- Your instructions:
Write out the lines below word for word, with nothing changed.

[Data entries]

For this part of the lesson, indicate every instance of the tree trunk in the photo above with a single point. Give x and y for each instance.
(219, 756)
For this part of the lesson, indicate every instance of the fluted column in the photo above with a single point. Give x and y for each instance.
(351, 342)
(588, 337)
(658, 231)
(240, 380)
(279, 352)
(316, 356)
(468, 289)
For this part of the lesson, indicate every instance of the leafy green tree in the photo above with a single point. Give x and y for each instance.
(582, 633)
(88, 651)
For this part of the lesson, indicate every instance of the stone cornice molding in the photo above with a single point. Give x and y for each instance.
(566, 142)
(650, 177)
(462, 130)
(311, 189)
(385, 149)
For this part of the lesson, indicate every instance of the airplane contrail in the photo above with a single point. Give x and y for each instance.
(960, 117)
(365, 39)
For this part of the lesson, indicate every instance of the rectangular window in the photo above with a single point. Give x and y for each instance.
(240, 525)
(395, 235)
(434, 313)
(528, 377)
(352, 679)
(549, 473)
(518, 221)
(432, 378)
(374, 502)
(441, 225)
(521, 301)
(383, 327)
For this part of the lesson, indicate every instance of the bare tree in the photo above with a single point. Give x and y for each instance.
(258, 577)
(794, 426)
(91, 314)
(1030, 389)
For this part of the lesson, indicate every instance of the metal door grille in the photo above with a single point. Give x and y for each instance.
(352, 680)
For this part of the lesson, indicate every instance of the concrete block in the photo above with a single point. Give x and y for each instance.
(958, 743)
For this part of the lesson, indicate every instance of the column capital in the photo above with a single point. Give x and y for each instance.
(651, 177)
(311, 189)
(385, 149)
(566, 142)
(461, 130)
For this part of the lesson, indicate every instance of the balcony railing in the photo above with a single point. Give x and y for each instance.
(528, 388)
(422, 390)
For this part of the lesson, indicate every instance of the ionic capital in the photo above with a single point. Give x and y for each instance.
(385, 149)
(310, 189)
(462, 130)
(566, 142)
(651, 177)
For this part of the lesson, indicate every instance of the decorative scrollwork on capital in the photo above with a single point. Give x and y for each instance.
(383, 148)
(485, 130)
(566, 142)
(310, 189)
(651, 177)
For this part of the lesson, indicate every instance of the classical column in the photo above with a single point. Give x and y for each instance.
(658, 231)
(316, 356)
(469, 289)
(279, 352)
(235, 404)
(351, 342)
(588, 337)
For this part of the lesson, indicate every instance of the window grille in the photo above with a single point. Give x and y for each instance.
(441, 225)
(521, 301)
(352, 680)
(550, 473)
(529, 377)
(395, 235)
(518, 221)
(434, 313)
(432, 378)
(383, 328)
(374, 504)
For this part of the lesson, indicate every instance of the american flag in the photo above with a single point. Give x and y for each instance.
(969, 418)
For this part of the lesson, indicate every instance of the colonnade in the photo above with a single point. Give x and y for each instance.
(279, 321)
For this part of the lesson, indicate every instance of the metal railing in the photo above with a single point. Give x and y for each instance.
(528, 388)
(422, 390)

- Exercise answer:
For this part of the lesson, indicate every instance of the tree trunk in the photo above with a single point. Give x and y for each instance.
(219, 756)
For this part of the lesson, indicate every instance of the fluted column in the photo above with a single point. Give x and y for each instance.
(351, 342)
(588, 337)
(658, 231)
(240, 380)
(279, 352)
(316, 356)
(468, 289)
For this part of the lesson, indicate every instance of the leafy green tree in the photo above with a single point. Give x and y for each instance.
(582, 633)
(88, 651)
For this part of the lesson, indicate every instance of the stone cornice molding in the photo above with a single point. Give x and y for each instance.
(566, 142)
(650, 177)
(462, 130)
(311, 189)
(385, 149)
For this part of the lesson, indicate every instance of the airplane contrail in the photo above with a single point. Give x and y for each instance.
(960, 117)
(365, 39)
For this part of the lesson, indicate every instance of the rectangular window in the photo above with a single point. Give x and y for each instance.
(240, 525)
(395, 235)
(434, 313)
(528, 377)
(352, 679)
(549, 473)
(518, 221)
(432, 378)
(374, 502)
(441, 225)
(521, 301)
(383, 327)
For this part of the lesson, indicate every instance of the bare tree in the photo above with a single point. Give x and y for each instance.
(258, 577)
(794, 426)
(91, 314)
(1030, 389)
For this part of the lesson, indicate every instance of the metal door grille in the photo above with a single point. Give x and y for each instance.
(352, 680)
For this part of the lesson, indicate every instance of the concrete block in the photo above with a single point. Give x and y for each instance.
(958, 743)
For this part of the lesson, indicate every instance of the column capital in the photo above with a single point. Give x and y for each instance.
(651, 177)
(311, 189)
(385, 149)
(566, 142)
(461, 130)
For this part of the lesson, indicate every instance of the balcony railing in the photo above with a single point. Give x and y for each instance.
(528, 388)
(422, 390)
For this part of the lesson, indicate every instance of the ionic capital in the photo above with a single point. Give x and y for each instance.
(385, 149)
(310, 189)
(462, 130)
(566, 142)
(651, 177)
For this part of the lesson, indicate every instance of the decorative scrollwork on capital in the photo above with a single point. Give x and y for each instance.
(383, 148)
(485, 130)
(566, 142)
(310, 189)
(651, 177)
For this part of the lesson, indicate every instance of the classical column in the photo above with a single point. Give x and y for each instance.
(658, 231)
(316, 356)
(469, 289)
(279, 352)
(235, 404)
(351, 342)
(588, 337)
For this part of the lesson, indicate every instance of the window grille in the photo above with a single point. Give x and y for each instance.
(441, 225)
(521, 301)
(352, 680)
(550, 473)
(529, 377)
(395, 235)
(518, 221)
(434, 313)
(432, 378)
(383, 328)
(374, 504)
For this part of the lesson, indicate every instance of the american flag in the photo above with a single point. Give x and y for each instance.
(969, 418)
For this part of the lesson, indicate every instance of the colonnade in the photo above with a single point. Give x and y for each instance.
(279, 321)
For this part of the lesson, indicate every instance of the metal railing in the photo above with a single point. Give x and y for each instance.
(528, 388)
(422, 390)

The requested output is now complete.